> [SHORT PROBLEM] Reproduce the material below word for word, from the line containing "Practice. Place a point on every instance of the chair" through the last line of the material.

> [TASK MATERIAL]
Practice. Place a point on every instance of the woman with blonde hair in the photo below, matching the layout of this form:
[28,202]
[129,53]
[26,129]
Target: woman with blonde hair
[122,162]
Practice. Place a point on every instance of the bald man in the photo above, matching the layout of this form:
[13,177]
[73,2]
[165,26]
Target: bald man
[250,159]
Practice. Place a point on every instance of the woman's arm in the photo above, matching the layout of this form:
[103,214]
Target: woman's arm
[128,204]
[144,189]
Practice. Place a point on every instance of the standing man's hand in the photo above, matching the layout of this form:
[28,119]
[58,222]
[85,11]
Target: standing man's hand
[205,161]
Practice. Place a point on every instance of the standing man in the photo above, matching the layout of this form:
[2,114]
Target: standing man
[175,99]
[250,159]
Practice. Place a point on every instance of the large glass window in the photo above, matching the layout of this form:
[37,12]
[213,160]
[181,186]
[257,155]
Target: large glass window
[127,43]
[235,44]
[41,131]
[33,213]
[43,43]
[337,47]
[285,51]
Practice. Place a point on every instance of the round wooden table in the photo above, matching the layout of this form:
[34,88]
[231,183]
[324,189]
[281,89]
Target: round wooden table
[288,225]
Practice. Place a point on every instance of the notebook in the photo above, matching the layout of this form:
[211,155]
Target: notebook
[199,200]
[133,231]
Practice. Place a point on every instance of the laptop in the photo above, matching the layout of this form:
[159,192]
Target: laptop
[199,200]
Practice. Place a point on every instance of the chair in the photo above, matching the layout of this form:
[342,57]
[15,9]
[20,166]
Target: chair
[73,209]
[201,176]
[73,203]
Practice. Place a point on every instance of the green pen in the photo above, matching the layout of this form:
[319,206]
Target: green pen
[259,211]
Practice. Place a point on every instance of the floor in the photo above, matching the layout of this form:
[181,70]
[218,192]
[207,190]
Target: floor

> [FULL SOLUTION]
Practice. Place a point on every instance of the chair in the photo above, matching the layout of this form:
[342,57]
[15,9]
[20,166]
Target: chair
[73,209]
[201,176]
[73,203]
Practice. Place a point on every instance of the green pen in the photo above, matching the layout of this form:
[319,206]
Target: green pen
[259,211]
Practice. Place a point on every instance of the floor in the photo above, matching the layout of this form:
[181,70]
[218,192]
[207,190]
Target: floor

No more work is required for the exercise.